Pull out every line in the rows below that contains the word "flower".

++++++++++++++++++++

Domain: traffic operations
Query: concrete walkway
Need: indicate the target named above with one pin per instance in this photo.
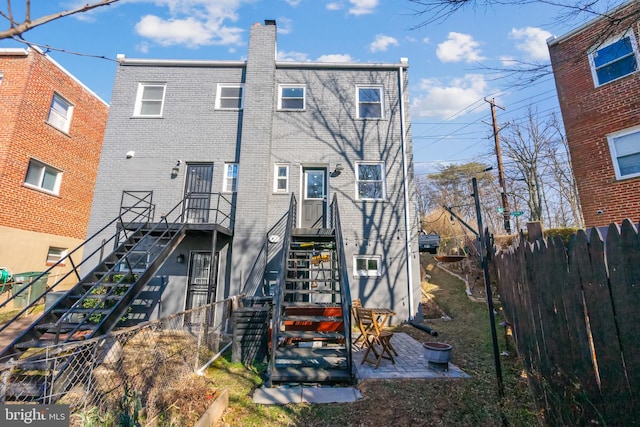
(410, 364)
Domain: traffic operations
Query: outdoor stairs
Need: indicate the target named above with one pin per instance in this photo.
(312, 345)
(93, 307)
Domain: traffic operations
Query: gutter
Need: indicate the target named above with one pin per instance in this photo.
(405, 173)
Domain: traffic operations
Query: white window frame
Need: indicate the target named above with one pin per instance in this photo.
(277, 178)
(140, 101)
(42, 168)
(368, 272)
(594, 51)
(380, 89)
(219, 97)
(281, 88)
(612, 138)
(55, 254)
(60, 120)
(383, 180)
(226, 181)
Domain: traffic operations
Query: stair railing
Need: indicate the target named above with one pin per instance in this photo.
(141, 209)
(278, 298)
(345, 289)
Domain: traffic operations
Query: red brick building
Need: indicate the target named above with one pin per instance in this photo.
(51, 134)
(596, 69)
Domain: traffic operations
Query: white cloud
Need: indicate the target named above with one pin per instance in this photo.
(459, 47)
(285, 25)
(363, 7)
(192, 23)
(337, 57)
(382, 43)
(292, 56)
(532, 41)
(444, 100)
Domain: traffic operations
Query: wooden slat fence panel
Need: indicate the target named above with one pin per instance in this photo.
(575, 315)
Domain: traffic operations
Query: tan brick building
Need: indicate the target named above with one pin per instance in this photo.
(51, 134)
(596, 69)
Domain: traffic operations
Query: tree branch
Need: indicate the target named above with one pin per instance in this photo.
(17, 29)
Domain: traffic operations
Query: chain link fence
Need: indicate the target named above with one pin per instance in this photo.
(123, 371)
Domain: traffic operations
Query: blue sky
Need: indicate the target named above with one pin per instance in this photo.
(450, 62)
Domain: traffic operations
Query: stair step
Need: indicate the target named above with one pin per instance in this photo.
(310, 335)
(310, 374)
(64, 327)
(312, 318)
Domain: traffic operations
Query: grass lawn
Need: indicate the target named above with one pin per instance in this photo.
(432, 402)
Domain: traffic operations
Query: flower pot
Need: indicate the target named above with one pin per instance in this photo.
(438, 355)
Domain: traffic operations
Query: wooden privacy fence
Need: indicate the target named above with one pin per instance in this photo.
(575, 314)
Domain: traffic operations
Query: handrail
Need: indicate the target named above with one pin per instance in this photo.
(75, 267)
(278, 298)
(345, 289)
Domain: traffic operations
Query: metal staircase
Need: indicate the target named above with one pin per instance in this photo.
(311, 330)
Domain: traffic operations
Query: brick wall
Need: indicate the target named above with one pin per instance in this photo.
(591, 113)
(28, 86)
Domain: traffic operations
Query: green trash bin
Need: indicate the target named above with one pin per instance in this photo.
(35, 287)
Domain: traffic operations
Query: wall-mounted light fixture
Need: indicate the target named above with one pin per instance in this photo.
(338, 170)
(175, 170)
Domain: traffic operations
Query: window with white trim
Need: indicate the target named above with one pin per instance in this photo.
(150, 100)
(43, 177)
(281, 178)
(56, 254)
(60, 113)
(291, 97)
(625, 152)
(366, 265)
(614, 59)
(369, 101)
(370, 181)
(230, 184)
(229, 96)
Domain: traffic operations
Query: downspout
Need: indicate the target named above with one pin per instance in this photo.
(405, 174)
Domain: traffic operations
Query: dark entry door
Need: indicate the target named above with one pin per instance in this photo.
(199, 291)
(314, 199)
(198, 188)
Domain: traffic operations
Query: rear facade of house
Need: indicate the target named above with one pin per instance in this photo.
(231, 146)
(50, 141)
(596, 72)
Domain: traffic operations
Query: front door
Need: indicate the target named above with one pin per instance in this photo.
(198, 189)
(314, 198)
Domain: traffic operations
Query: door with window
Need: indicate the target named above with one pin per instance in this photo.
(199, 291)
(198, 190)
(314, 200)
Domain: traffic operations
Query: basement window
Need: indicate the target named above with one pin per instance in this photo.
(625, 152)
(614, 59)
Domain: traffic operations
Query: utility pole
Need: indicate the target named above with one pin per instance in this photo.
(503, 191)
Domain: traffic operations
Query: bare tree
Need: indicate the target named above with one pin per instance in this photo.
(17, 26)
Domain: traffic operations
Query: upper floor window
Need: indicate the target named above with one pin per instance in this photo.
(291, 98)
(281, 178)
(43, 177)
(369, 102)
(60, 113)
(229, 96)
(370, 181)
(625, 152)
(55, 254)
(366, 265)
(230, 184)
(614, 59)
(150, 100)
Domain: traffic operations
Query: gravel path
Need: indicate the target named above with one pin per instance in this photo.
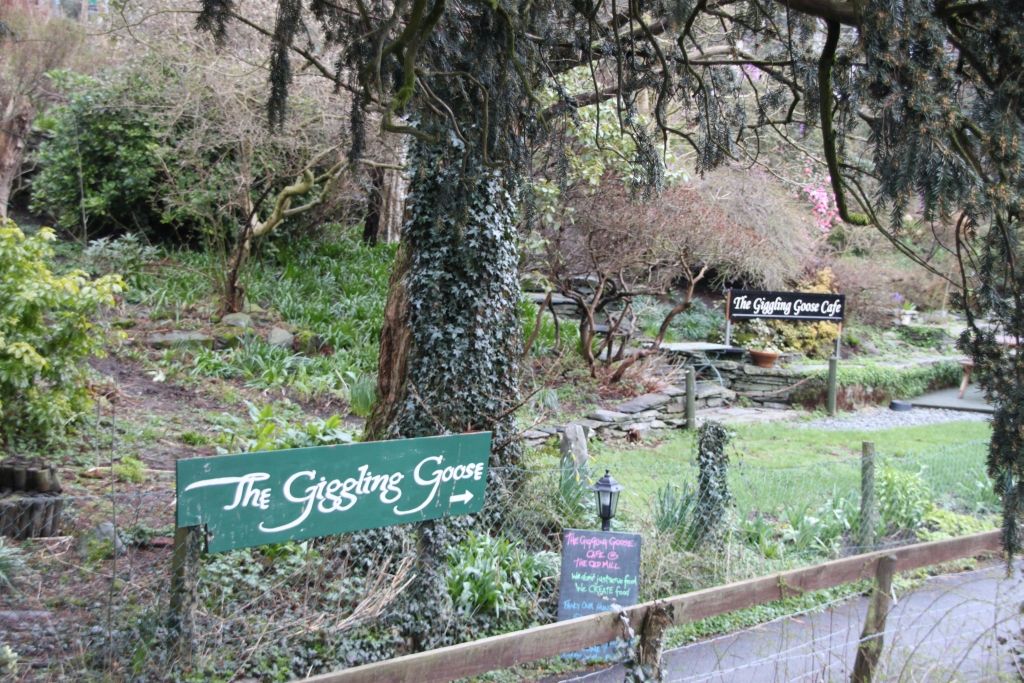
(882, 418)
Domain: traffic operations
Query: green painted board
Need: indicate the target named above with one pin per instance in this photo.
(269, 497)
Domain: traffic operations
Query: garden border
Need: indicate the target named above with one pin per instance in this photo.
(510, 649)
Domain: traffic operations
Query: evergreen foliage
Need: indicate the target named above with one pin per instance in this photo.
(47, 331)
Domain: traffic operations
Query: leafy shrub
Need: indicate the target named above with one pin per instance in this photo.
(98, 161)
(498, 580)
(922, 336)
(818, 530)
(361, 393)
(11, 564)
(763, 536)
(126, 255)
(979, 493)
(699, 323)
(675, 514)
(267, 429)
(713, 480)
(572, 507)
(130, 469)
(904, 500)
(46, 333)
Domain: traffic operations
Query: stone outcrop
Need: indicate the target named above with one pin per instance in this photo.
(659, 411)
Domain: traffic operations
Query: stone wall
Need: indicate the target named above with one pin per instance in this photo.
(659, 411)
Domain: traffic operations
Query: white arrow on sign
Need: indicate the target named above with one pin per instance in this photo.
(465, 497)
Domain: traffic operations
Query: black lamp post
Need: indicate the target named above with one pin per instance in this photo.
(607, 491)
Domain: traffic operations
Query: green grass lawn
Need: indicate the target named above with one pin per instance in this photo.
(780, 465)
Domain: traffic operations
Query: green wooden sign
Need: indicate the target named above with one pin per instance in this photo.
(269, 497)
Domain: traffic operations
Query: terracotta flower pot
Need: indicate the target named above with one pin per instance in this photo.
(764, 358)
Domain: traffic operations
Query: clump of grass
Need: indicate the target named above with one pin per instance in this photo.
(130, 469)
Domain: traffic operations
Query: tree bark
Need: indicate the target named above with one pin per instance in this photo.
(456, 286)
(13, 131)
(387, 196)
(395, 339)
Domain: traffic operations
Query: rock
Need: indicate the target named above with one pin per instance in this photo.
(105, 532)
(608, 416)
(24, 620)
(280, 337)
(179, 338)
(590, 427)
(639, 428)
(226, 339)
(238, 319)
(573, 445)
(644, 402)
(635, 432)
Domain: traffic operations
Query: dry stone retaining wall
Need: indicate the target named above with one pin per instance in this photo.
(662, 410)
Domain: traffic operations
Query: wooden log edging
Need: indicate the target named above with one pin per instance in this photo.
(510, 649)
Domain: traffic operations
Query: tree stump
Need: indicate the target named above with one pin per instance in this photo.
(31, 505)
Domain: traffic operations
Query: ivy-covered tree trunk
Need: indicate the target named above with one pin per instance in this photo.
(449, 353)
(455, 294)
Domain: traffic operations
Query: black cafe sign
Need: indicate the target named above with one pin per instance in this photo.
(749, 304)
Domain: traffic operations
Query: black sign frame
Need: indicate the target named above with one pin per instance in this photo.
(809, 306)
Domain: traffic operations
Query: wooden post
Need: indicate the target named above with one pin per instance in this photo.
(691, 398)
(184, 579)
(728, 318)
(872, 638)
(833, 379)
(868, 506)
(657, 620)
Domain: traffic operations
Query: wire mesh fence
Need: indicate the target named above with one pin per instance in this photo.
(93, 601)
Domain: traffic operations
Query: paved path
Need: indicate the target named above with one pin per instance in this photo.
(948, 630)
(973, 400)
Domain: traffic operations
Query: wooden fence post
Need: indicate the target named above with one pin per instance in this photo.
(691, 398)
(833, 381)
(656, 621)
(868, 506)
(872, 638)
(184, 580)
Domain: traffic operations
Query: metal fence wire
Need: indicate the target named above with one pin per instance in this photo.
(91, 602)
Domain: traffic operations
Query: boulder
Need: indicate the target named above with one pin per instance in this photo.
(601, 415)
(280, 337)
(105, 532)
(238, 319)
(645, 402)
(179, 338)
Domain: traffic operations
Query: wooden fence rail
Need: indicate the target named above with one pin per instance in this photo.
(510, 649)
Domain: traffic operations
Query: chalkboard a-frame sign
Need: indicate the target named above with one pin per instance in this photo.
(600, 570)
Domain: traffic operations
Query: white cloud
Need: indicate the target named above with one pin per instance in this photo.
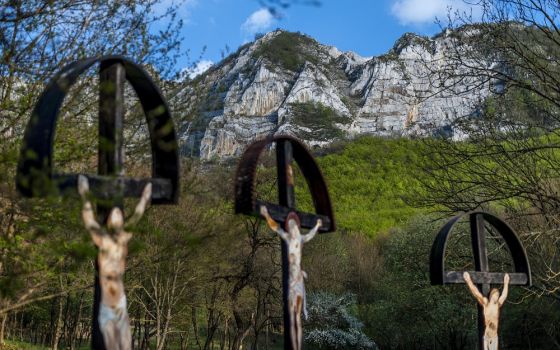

++++++++++++++++++++

## Answer to this task
Query: flower pot
Query: terracotta flower pot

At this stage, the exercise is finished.